* [Work to complete]
Answer these questions from the post about Rick Rescorla below, one per line:
(a) During which battle was the 155mm round sent down range?
(b) What position did Rick Rescorla hold at Morgan Stanley?
(c) Where was Rick Rescorla born?

[BEGIN Extract provided]

Wednesday, September 9, 2009

The Bravest Of The Brave

You see, for Rick Rescorla, this was a natural death. People like Rick, they don’t die old men. They aren’t destined for that and it isn’t right for them to do so. It just isn’t right, by God, for them to become feeble, old, and helpless sons of bitches. There are certain men born in this world, and they’re supposed to die setting an example for the rest of the weak bastards we’re surrounded with.” Dan Hill
You see the ammo above? It was taken by a Marine Captain on November 10, 2004 during the battle of Fallujah just prior to sending the 155mm round down range in support of Marine Infantry.
The handwritten message written by the Marine Captain: "In Memory of Rick Rescorla. Fought in IA Drang '65. Killed at WTC on 9/11. Avenged 10 Nov. 2004."
Now who was Rick Rescorla?
Well, he was the bravest man I ever met.

In August 1998, I started working for Morgan Stanley. The office was in the Trade Center. The first person I met on the first day was Rick Rescorla. He was head of Morgan Stanley's Corporate Security and he took my fingerprints. I was a little nervous, but he put me immediately at ease.

This is Rick's story in a nutshell.

Rick was born in Cornwall, England which is Southern England. During the buildup for D-DAY lots of U.S. Servicemen were stationed in Cornwall. Rick was a young boy at the time, and the American GI's would take the time to play with him, give him rides on their jeeps, etc. It made a lasting impression on Rick.

[END Extract provided]
[BEGIN Data section]

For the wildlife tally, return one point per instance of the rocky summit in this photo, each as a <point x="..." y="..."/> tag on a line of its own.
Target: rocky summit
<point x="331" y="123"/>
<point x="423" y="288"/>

[END Data section]

* [Response below]
(a) The battle of Fallujah
(b) Head of Morgan Stanley's Corporate Security
(c) Cornwall, England